• Cosa fare
Stabilisci se ognuna delle tre affermazioni seguenti concorda con il brano. Rispondi sì o no e cita le parole esatte del brano che lo decidono.
1. Secondo Pauwels, negli anni 1930 e 1940 gran parte del padronato statunitense era a favore di Hitler.
2. L'atteggiamento del padronato statunitense cambiò quando le vendite delle aziende americane furono messe in pericolo.
3. Gli Stati Uniti volevano che la guerra finisse il prima possibile.

Il libro dello storico Jacques Pauwels – The Myth of the Good war, America in World War II – presenta documenti irrefutabili che mostrano che molte società statunitensi collaboravano con la Germania nazista e non solo all’inizio della guerra : Du Pont, Union Carbide, Esso, Westinghouse, General Electric, Ford, General Motors, Goodrich, Singer, Kodak, ITT, la banca JP Morgan…
Pauwels scrive che negli anni 1930 e 1940 gran parte del padronato statunitense era a favore di Adolf Hitler.
Questo atteggiamento non era cambiato nemmeno quando le vendite delle aziende americane vennero messe in pericolo dall’aggressività commerciale germanica nell’America del sud e altrove e dall’occupazione giapponese che confiscava tutto il commercio in Asia.
Gli Stati Uniti facevano il doppio gioco. Volevano che la guerra durasse il più a lungo possibile.
Da un lato, gli enormi profitti che le loro società realizzavano in Germania erano in crescita. Dall’altro lato, si arricchivano prestando alla Gran Bretagna, che sopportava tutto il peso finanziario della guerra. Washington poneva come condizione che Londra abbandonasse le sue colonie dopo la guerra. Il che accadde. Gli Stati Uniti sono riusciti ad approfittare della Seconda guerra mondiale per indebolire i loro rivali e diventare una grande superpotenza capitalista.

Dati sul posizionamento dei punti
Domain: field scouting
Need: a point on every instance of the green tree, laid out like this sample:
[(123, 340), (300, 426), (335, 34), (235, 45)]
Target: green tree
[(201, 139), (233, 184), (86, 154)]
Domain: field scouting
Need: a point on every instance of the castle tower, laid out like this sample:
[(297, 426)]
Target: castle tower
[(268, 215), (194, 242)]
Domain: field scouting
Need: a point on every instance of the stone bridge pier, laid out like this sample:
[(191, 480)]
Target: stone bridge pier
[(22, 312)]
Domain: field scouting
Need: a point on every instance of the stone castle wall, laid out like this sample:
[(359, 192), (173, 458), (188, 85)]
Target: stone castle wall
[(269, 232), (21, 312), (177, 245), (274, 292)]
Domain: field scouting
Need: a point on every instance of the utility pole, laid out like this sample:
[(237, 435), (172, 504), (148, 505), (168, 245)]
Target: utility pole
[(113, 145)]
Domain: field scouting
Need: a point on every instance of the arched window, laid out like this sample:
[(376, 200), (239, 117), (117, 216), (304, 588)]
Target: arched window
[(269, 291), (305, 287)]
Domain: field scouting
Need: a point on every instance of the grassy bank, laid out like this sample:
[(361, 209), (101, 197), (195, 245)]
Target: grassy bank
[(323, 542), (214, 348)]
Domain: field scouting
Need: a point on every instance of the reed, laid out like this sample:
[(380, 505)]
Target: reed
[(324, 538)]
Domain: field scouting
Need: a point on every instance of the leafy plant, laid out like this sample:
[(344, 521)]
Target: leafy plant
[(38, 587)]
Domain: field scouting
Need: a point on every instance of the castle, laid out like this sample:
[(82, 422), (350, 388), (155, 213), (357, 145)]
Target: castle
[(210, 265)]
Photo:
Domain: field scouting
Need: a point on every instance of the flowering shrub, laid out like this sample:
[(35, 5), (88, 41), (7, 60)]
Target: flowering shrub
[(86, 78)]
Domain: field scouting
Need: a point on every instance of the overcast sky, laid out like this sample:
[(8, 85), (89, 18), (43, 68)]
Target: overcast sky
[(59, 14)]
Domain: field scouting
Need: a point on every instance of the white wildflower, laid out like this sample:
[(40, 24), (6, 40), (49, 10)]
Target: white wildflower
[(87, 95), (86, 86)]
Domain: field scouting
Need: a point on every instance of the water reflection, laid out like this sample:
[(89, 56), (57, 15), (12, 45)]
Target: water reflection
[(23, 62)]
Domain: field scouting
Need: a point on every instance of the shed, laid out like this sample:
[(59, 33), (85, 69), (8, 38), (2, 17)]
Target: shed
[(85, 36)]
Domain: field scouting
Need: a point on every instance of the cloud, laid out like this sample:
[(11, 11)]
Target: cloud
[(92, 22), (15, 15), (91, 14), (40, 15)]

• Risposta completa
1. Sì: «Pauwels scrive che negli anni 1930 e 1940 gran parte del padronato statunitense era a favore di Adolf Hitler.»
2. No: «Questo atteggiamento non era cambiato nemmeno quando le vendite delle aziende americane vennero messe in pericolo»
3. No: «Volevano che la guerra durasse il più a lungo possibile.»